# Ever tried Trader Joe's wet food?



## OctoberinMaine (Sep 12, 2006)

I've been trying to get Murphy to eat wet food at least as a supplement to his dry. I've bought at least 6-7 different brands, all good stuff, and he just sniffs it and walks away. The one brand he'll eat (even though he did throw it up afterwards) was the Trader Joe's cat food. We tried it again last night, and he ate half a can and didn't throw it up! Yay, we have progress.

I figure Trader Joe's wet cat food must just be some other brand that they stick a Trader Joe's label on. Is there any way of knowing what brand it is? Trader Joe's isn't very convenient to get to, so I'm trying to avoid having to make special trips there just for his food.


----------



## doodlebug (May 13, 2006)

Trader Joe's food is supposed to be pretty good, although I've never found the ingredients online. Can you post them? 

Any wet food is better than an all dry diet, so if that's the only wet food he'll eat, then go for it. If it's a 5.5 oz can, half is quite a bit for a cat that's not used to eating wet, that may be why he throws up. I'd back it up to 1/4, then another quarter a couple hours later and then gradually work up over the course of a week or two. 

No idea if Trader Joe's is just another brand with their name...but if he likes it, buy a couple cases so you don't have to go back too often. My cat food store is only about 4 miles away, but I can only get there on Sat because of their hours, so I buy enough for 6 weeks at a time. Just save the receipt in case he changes his mind.

* [REQUIRED WORK] Continue the forum thread about getting a cat to eat Trader Joe's wet food, starting after its last post.

* [MATERIAL SHOWN]
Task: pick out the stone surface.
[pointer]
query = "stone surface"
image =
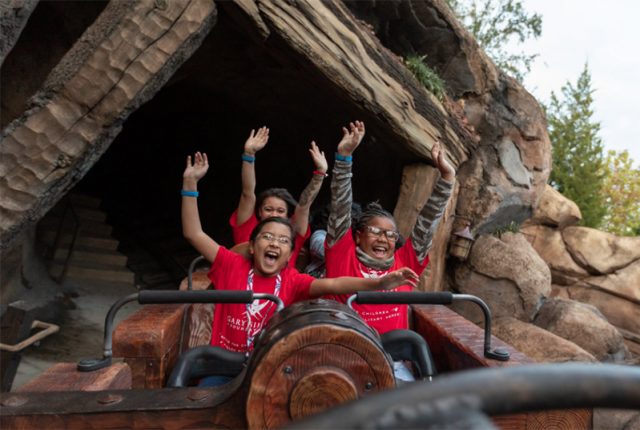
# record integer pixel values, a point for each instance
(600, 252)
(556, 210)
(549, 245)
(584, 325)
(537, 343)
(619, 311)
(507, 273)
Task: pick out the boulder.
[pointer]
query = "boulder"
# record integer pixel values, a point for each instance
(549, 245)
(537, 343)
(584, 325)
(620, 312)
(555, 210)
(599, 252)
(507, 273)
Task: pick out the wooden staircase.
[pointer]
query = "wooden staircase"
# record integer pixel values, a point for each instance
(93, 256)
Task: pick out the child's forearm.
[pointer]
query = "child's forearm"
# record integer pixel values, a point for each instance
(341, 198)
(429, 218)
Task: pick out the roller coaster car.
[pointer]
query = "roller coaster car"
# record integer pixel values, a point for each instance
(310, 359)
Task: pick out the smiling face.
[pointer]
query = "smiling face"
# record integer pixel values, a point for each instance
(271, 248)
(374, 242)
(272, 206)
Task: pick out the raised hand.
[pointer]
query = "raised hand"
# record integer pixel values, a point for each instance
(399, 277)
(351, 138)
(256, 141)
(318, 157)
(196, 170)
(442, 164)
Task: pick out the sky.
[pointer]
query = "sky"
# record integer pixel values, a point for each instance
(606, 35)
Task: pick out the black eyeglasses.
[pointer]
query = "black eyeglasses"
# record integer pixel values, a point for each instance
(270, 237)
(379, 232)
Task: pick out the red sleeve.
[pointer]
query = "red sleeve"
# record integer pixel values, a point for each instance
(297, 246)
(242, 232)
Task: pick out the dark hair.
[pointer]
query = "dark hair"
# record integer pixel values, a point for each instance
(372, 210)
(320, 217)
(284, 221)
(280, 193)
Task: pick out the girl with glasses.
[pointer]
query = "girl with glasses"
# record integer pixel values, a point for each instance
(370, 252)
(274, 202)
(266, 271)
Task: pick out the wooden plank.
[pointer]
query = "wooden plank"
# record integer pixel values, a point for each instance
(65, 377)
(15, 326)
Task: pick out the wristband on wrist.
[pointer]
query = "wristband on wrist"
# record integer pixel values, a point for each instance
(248, 158)
(186, 193)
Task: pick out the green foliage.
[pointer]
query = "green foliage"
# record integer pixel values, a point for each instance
(621, 191)
(496, 23)
(426, 75)
(578, 161)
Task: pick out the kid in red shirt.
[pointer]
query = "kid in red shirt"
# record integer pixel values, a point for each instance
(369, 249)
(270, 246)
(274, 201)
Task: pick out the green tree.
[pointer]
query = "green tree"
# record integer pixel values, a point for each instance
(496, 23)
(621, 190)
(578, 160)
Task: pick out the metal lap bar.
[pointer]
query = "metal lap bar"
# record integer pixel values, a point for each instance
(434, 298)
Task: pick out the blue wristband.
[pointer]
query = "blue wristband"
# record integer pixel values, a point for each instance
(347, 158)
(186, 193)
(248, 158)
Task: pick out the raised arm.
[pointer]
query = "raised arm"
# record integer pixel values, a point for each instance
(191, 226)
(341, 195)
(350, 285)
(255, 142)
(309, 194)
(429, 217)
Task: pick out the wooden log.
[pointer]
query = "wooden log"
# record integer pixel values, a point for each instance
(15, 326)
(66, 377)
(149, 343)
(456, 344)
(418, 181)
(312, 356)
(123, 59)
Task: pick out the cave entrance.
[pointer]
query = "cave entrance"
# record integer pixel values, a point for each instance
(231, 84)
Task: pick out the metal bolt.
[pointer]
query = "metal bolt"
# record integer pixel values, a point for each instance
(14, 401)
(368, 386)
(109, 399)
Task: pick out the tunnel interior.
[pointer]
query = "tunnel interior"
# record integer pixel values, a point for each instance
(233, 83)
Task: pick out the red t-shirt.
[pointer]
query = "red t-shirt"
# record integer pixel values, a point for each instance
(341, 260)
(230, 271)
(242, 233)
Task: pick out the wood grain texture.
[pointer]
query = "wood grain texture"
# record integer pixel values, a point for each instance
(66, 377)
(50, 147)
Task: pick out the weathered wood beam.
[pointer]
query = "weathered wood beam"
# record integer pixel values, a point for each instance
(119, 63)
(349, 56)
(14, 15)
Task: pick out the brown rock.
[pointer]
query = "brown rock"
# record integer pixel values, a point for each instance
(600, 252)
(619, 311)
(537, 343)
(556, 210)
(549, 245)
(507, 273)
(584, 325)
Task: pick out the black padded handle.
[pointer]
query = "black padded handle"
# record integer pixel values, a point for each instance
(148, 297)
(409, 298)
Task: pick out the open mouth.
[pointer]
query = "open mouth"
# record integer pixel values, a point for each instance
(379, 251)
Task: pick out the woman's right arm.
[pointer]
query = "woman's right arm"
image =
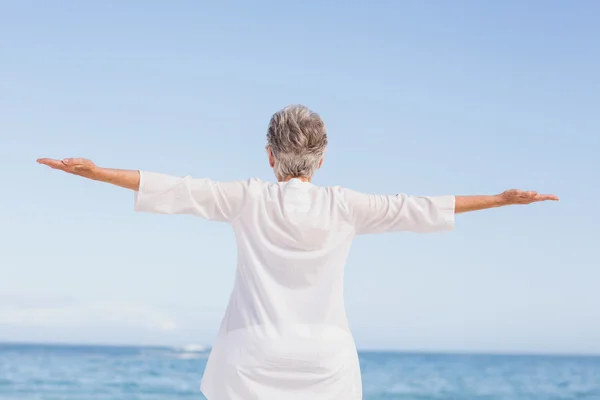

* [RESPONSE TO THIS TASK]
----------



## OctoberinMaine (Sep 12, 2006)

Thanks, Lisa. I've been looking around for a list of ingredients on the Internet, and only found this video:

http://www.associatedcontent.com/video/ ... html?cat=2

I do know that a friend at work who is a pet sitter and former vet tech thought its ingredients were very good. And it's only 59 cents a can! Between being cheap, good, and the only one Murphy will eat, I think we have a winner.  

Thanks for the tip on the amount.  The time he threw up he had eaten almost a full big can, so that was apparently too much. Last night he ate half a can and kept it down, so I'm encouraged. (Famous last words, as I find a humongous pile of throw-up somewhere I haven't looked yet.)


----------



## Bethany (Jul 19, 2006)

I feed it at times in the mix with Wellness and Natural Balance. Gives the ladies a change and my wallet a bit of a break. 

I don't have a can handy but my impression of the ingredients is that it's maybe a little better than IAMs ingredients-wise. So it's not super-premium food, but it's not bad and you can't beat it for the price.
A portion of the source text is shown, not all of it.